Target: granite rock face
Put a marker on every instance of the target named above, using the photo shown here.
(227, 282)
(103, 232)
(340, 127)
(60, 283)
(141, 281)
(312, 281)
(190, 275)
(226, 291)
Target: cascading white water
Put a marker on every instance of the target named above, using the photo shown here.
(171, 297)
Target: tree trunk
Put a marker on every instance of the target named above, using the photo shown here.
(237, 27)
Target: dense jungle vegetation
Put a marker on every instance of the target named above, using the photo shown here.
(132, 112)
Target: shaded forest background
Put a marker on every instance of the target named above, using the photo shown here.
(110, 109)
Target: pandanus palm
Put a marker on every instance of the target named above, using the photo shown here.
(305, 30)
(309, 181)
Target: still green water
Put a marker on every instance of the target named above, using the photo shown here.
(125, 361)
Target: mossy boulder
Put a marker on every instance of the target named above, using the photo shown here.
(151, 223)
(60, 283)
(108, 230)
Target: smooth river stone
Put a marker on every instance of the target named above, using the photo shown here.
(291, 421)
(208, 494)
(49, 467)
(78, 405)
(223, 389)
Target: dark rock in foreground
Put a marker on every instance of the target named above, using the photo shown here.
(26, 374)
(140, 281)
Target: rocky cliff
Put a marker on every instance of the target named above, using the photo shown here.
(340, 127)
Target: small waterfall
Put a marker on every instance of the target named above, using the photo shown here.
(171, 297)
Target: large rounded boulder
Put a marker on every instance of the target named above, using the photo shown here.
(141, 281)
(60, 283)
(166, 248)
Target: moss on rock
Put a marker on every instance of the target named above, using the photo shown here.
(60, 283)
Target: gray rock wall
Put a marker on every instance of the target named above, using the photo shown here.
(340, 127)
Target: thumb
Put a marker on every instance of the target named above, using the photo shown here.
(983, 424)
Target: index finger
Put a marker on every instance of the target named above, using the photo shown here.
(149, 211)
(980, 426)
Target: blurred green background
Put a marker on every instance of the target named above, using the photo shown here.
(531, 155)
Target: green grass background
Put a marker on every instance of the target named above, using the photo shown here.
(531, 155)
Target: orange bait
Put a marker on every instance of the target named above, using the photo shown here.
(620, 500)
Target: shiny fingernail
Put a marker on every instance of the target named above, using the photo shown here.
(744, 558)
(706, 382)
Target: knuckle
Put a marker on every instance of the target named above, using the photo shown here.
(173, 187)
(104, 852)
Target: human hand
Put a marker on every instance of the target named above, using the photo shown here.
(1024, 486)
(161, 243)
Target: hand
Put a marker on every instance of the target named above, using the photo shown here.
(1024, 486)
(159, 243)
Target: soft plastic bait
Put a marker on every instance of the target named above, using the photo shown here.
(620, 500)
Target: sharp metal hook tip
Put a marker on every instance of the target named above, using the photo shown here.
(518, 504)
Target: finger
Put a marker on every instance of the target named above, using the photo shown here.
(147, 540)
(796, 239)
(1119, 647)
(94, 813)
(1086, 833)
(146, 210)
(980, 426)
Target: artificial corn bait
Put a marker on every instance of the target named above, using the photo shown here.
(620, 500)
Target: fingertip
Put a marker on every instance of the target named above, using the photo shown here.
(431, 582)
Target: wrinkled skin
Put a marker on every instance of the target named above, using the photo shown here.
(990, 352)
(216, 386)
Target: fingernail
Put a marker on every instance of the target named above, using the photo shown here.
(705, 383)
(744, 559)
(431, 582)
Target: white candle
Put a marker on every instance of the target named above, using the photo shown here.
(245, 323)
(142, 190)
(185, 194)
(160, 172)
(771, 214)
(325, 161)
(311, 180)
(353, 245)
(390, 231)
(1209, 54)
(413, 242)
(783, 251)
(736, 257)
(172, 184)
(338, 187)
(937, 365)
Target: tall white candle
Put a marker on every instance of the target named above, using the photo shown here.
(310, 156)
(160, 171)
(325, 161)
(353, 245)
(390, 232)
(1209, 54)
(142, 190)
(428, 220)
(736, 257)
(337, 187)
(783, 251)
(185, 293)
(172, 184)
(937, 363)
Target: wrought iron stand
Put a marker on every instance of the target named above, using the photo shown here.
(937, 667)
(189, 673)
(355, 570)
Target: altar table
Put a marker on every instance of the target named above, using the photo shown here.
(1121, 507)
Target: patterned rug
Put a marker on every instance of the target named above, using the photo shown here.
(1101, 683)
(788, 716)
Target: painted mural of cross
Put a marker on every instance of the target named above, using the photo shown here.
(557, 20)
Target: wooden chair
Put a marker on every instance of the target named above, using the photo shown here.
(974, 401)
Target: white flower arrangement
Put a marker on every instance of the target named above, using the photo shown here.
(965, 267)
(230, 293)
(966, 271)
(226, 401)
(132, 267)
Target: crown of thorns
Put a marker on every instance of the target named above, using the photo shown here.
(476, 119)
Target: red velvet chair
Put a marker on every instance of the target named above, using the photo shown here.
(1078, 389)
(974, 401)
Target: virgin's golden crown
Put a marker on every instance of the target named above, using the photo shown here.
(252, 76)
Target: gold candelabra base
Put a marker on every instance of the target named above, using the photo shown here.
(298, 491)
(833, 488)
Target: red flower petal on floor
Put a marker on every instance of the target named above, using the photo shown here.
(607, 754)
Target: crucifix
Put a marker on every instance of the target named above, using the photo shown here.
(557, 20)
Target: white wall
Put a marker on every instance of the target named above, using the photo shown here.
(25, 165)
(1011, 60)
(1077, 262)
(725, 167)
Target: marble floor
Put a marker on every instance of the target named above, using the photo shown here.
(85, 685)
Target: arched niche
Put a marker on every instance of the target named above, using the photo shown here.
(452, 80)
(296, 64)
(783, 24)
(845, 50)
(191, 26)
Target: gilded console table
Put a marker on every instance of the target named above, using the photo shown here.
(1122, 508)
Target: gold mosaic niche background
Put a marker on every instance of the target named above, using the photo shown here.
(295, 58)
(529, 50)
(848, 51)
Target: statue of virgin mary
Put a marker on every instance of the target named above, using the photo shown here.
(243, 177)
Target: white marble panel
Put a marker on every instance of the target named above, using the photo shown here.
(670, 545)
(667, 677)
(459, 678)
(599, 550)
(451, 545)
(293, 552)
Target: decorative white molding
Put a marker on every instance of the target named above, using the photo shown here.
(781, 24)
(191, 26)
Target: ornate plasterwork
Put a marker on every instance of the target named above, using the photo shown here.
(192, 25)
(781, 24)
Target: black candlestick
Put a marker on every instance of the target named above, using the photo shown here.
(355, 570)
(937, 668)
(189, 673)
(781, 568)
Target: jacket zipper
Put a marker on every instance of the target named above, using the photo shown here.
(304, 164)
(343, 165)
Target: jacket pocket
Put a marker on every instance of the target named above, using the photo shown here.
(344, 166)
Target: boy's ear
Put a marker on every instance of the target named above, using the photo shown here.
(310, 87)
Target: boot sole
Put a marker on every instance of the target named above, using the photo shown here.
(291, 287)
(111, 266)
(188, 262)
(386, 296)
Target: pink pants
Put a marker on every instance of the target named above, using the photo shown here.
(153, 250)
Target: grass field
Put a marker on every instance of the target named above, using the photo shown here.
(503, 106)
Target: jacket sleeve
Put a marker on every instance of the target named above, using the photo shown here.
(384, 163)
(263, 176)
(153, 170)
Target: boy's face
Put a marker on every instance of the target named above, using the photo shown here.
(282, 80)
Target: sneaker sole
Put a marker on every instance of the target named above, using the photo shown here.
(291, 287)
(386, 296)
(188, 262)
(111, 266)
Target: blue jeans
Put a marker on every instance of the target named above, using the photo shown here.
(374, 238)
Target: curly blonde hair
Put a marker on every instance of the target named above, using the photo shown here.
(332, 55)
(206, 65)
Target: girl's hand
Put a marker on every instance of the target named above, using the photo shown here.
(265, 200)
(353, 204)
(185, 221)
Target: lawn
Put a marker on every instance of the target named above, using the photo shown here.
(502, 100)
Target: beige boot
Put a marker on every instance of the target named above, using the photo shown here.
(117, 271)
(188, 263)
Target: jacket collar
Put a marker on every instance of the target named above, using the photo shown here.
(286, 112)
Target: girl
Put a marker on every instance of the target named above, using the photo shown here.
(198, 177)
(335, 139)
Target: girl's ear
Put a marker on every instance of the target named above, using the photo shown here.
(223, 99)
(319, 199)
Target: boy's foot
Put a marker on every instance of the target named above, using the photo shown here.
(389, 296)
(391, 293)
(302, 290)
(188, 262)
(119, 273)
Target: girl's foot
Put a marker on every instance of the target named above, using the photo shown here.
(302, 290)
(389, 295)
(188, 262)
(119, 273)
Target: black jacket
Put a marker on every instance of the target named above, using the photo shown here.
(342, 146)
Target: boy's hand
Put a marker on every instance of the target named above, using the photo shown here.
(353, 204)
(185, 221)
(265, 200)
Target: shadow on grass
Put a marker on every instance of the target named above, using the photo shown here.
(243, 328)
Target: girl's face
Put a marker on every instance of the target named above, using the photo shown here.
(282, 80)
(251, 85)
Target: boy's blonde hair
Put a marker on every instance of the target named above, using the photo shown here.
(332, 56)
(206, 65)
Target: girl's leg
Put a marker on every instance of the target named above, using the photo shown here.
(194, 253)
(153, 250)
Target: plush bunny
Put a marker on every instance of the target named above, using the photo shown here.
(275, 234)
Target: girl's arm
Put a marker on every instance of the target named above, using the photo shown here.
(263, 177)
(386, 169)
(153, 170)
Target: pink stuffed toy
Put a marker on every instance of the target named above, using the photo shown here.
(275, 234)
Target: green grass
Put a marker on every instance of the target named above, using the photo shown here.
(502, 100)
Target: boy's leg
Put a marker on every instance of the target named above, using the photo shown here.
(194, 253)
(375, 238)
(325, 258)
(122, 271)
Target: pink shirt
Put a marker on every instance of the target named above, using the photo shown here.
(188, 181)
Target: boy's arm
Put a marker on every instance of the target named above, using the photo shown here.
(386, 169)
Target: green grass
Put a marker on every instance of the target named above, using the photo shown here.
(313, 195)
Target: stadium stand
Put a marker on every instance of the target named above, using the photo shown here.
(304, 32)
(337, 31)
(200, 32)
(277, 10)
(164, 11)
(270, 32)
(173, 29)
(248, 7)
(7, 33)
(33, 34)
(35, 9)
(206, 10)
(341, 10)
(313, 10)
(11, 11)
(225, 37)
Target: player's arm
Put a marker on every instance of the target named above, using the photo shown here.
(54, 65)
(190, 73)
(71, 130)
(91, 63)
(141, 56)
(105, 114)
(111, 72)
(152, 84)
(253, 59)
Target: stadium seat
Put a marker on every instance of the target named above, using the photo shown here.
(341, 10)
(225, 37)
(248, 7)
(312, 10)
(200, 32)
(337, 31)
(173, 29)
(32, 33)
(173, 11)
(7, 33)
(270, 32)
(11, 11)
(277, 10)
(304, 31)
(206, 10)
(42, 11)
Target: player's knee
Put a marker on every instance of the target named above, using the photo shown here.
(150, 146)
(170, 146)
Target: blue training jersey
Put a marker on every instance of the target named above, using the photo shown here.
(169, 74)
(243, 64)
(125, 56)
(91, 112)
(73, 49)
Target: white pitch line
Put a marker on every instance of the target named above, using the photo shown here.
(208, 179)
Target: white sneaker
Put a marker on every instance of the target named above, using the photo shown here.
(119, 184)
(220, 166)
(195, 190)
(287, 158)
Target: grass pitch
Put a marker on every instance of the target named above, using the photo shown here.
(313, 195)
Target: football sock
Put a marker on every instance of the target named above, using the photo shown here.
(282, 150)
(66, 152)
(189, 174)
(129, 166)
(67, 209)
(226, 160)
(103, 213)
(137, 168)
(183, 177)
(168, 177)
▬▬▬
◆ GIVEN EXERCISE ◆
Reproduce only those lines of the entries above that run from the line with "Target: player's arm" to the final line.

◆ EXPECTED ANSWER ◆
Target: player's arm
Put a marker on every instance of the target named above, using the photo shown here.
(54, 65)
(190, 73)
(71, 130)
(91, 63)
(141, 56)
(105, 114)
(111, 72)
(152, 84)
(253, 59)
Target: stadium seat
Put a marker on every instance of the target named above, using the photo shown here.
(341, 10)
(225, 37)
(248, 7)
(312, 10)
(200, 32)
(337, 31)
(173, 29)
(32, 33)
(173, 11)
(7, 33)
(270, 32)
(11, 11)
(277, 10)
(304, 31)
(206, 10)
(42, 11)
Target: player's knee
Put a marker on every instance of the target named above, using the photo shown here.
(150, 146)
(170, 146)
Target: blue training jersey
Put a marker on every instance of the target named above, using the photo shown here.
(169, 74)
(243, 64)
(125, 56)
(91, 112)
(73, 49)
Target: white pitch line
Put a marker on every instance of the target named above, using the photo shown here.
(208, 179)
Target: white sneaker
Put a marker on every instance of the target named above, using the photo shown here.
(119, 184)
(220, 166)
(195, 190)
(287, 158)
Target: grass pitch
Put a marker on every instance of the target named above, using the photo shown here.
(313, 195)
Target: football sock
Put a marker on every instance of the target named above, using the photo shown here.
(282, 150)
(66, 152)
(189, 174)
(129, 166)
(67, 209)
(226, 160)
(103, 213)
(137, 168)
(183, 177)
(168, 177)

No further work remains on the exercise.